• [Work to complete]: Reproduce the passage on interest rates from "The reason routinely" up to and including "rates stay up.", swapping "recession" for "downturn".

• [Passage for review]:
☆ ☆ ☆

The reason routinely given is the Federal Government can't sustain itself over the long run with rates at this level. But I'm not sure the Fed is willing to take on that responsbility, especially if it means painting itself into a corner again -- where rates are so low it has to take extraordinary measures to deal with any new problem. So I think that means either we skip the recession (to my surprise), but inflation stays stubbornly above target and rates stay up.
Or we don't realize we've skidded off the road in a snowstorm, but haven't hit or seen anything yet. But a soft landing and significantly lower rates sounds like unattainable perfection to me."
Borrowing rates that stay elevated as a norm mean different things to different operators, especially among the thousands of homebuilding operators that traditionally tap banks, friends, family members, and their own resources as their primary capital sources.

☆ ☆ ☆

• [Point localization data]:
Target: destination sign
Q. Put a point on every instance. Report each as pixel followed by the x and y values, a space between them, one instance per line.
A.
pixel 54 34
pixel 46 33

☆ ☆ ☆

• [Task output]:
The reason routinely given is the Federal Government can't sustain itself over the long run with rates at this level. But I'm not sure the Fed is willing to take on that responsbility, especially if it means painting itself into a corner again -- where rates are so low it has to take extraordinary measures to deal with any new problem. So I think that means either we skip the downturn (to my surprise), but inflation stays stubbornly above target and rates stay up.